[Coordinate labeling data]
· · · ·

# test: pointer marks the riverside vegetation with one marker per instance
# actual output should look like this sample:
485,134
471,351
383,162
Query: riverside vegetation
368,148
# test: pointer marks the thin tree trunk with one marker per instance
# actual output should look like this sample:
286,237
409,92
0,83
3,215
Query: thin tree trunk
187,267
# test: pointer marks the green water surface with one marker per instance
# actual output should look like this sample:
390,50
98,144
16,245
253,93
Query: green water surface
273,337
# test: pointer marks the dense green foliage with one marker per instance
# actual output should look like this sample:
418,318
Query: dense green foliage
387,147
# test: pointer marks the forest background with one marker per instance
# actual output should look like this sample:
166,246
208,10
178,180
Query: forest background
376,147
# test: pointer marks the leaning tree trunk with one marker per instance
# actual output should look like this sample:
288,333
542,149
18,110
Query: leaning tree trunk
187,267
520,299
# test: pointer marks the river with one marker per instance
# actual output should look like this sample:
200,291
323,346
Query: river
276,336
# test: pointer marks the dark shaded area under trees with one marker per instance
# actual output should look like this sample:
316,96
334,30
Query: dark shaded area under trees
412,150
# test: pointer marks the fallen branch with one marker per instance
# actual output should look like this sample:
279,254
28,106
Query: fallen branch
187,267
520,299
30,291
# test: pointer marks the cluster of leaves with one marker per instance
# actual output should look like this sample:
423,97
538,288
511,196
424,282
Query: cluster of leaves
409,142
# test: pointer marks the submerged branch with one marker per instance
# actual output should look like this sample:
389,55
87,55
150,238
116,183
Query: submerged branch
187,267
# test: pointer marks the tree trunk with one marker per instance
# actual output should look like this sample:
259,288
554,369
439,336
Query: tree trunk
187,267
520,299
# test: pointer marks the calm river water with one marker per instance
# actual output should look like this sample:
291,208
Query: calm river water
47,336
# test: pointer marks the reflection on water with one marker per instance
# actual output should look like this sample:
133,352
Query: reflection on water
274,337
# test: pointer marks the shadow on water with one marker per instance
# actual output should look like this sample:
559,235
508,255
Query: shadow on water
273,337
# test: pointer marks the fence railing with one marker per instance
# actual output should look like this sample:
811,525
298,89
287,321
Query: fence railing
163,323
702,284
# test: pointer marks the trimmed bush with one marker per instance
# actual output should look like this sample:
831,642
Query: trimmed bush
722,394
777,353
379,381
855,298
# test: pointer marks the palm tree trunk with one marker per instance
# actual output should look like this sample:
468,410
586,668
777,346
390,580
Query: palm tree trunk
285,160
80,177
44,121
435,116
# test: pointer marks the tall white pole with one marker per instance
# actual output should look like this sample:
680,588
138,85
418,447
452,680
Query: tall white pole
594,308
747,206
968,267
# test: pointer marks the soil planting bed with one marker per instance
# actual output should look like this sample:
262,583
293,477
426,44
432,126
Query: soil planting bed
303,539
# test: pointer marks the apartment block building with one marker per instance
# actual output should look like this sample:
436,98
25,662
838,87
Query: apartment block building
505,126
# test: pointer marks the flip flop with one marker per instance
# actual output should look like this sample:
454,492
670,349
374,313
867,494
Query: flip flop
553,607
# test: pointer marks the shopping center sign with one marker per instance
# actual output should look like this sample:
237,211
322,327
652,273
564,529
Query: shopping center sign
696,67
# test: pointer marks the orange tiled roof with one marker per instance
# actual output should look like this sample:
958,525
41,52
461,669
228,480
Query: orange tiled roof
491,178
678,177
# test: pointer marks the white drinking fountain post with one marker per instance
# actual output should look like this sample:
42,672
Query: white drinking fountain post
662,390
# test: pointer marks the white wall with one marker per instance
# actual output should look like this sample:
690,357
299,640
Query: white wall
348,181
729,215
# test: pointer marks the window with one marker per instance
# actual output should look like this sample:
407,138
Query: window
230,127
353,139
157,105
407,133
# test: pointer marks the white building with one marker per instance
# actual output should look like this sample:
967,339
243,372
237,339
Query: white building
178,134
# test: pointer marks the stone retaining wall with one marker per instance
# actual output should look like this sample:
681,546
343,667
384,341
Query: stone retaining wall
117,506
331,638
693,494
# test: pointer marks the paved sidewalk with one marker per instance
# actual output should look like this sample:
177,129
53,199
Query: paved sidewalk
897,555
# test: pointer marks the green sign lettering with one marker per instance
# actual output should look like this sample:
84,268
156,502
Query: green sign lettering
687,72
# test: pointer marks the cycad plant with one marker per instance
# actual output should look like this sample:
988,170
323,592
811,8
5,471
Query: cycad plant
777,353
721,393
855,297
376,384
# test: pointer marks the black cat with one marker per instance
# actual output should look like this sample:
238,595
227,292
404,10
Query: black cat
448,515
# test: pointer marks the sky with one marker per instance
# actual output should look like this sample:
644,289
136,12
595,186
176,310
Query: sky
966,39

· · · ·

▶ _Task directions_
Reproduce all of the lines in the data above without any changes.

▶ _Expected answer_
# test: pointer marks the riverside vegetation with one marker per instance
# actual output should look like this sample:
485,134
471,351
383,162
Query: riverside vegetation
368,148
# test: pointer marks the thin tree trunk with one marker per instance
# actual output should look like this sample:
286,237
409,92
0,83
3,215
Query: thin tree trunk
187,267
# test: pointer marks the green water surface with one marker per instance
# actual output should look like this sample:
390,50
98,144
16,245
253,93
Query: green water surface
273,337
# test: pointer marks the dense green foliage with one marker per instance
# actual output should look like this sample:
418,318
Query: dense green foliage
387,147
# test: pointer marks the forest background with one marker per instance
# actual output should look like this sample:
166,246
208,10
178,180
Query: forest background
376,147
# test: pointer marks the leaning tree trunk with one marker per instance
# actual output should look like this sample:
288,333
542,149
18,110
Query: leaning tree trunk
187,267
520,299
# test: pointer marks the river with one marker per instance
# actual output should look like this sample:
200,291
323,346
Query: river
276,336
# test: pointer marks the dark shaded area under trees with one marker per instance
# actual output should look like this sample:
316,96
334,30
Query: dark shaded area under trees
412,150
# test: pointer marks the fallen branch with one marker per instance
# actual output should look like this sample:
279,254
28,106
Query: fallen branch
187,267
520,299
30,291
# test: pointer marks the cluster of leaves with one marker per instance
# actual output should look like this sample:
423,97
538,288
511,196
424,282
Query: cluster of leaves
409,142
# test: pointer marks the submerged branch with one marker per instance
# actual output should look like this sample:
389,55
87,55
150,238
116,183
Query: submerged branch
187,267
# test: pointer marks the tree trunk with one marker per instance
# actual output should look like this sample:
259,288
554,369
439,336
Query: tree trunk
187,267
520,299
# test: pointer marks the calm river water with one marker per instance
# actual output should look like this sample:
291,208
Query: calm river water
47,336
# test: pointer marks the reflection on water with one marker per instance
# actual output should look like this sample:
133,352
Query: reflection on water
274,337
# test: pointer marks the shadow on water with one marker per instance
# actual output should look like this sample:
559,235
508,255
Query: shadow on water
273,337
# test: pointer marks the fence railing with one marker per instance
# actual output should look like this sample:
811,525
298,89
287,321
Query: fence railing
163,323
702,284
# test: pointer marks the trimmed bush with one marker per instance
# actual output should look like this sample:
831,642
Query: trimmed bush
722,394
777,353
379,381
855,298
# test: pointer marks the palm tree trunk with one marker per instance
# actual output should look like this sample:
468,410
586,668
777,346
390,580
Query: palm tree trunk
285,160
80,177
44,121
435,116
# test: pointer marks the tall white pole with one marker per instance
# actual output should look like this sample:
680,588
138,85
418,447
452,680
Query: tall white pole
594,308
747,206
968,267
# test: pointer marks the soil planting bed with one marker per instance
# actual output should look like this sample:
262,583
293,477
426,44
432,126
Query: soil planting bed
303,539
# test: pointer marks the apartment block building with one marker per instance
# actual output should look like this sample:
436,98
25,662
838,87
Query: apartment block building
505,126
# test: pointer marks the flip flop with one marker per instance
# actual output should look like this sample:
454,492
670,349
374,313
867,494
Query: flip flop
553,607
# test: pointer marks the shopping center sign with one marker per instance
# actual output should look like this sample:
237,211
322,327
652,273
564,529
Query: shopping center sign
696,67
# test: pointer marks the orange tiled roof with one marker per instance
# actual output should look like this sample:
958,525
41,52
461,669
228,480
Query: orange tiled roof
491,178
678,177
# test: pointer marks the white drinking fountain post with one marker per instance
# actual output should look like this sample:
42,672
Query: white drinking fountain post
662,390
# test: pointer marks the white wall with one marker per instance
# actual output should look like this sample:
690,357
299,640
Query: white wall
348,181
729,215
# test: pointer marks the window with one marker per instance
# actual output should look like this sample:
407,138
Query: window
230,127
353,139
157,105
407,133
# test: pointer marks the white building with one marker per instance
# actual output should look like this sample:
967,339
243,372
237,339
Query: white building
178,134
# test: pointer marks the stone retaining wall with one marker per instance
# actual output should look like this sample:
681,546
343,667
384,341
Query: stone retaining wall
117,506
331,638
693,494
# test: pointer marks the paved sidewalk with one marker per instance
# actual output should look like this sample:
177,129
53,199
Query: paved sidewalk
897,555
# test: pointer marks the green sign lettering with one marker per instance
# actual output should look like this sample:
84,268
156,502
Query: green sign lettering
687,72
# test: pointer marks the cycad plant with one marker per instance
# actual output should look like this sample:
988,170
323,592
811,8
5,471
Query: cycad plant
777,353
721,393
855,297
376,384
# test: pointer marks the black cat with one marker per instance
# actual output should look like this sample:
238,595
227,292
404,10
Query: black cat
448,515
# test: pointer marks the sky with one marker per instance
# actual output should look like this sample:
644,289
136,12
595,186
176,310
Query: sky
966,39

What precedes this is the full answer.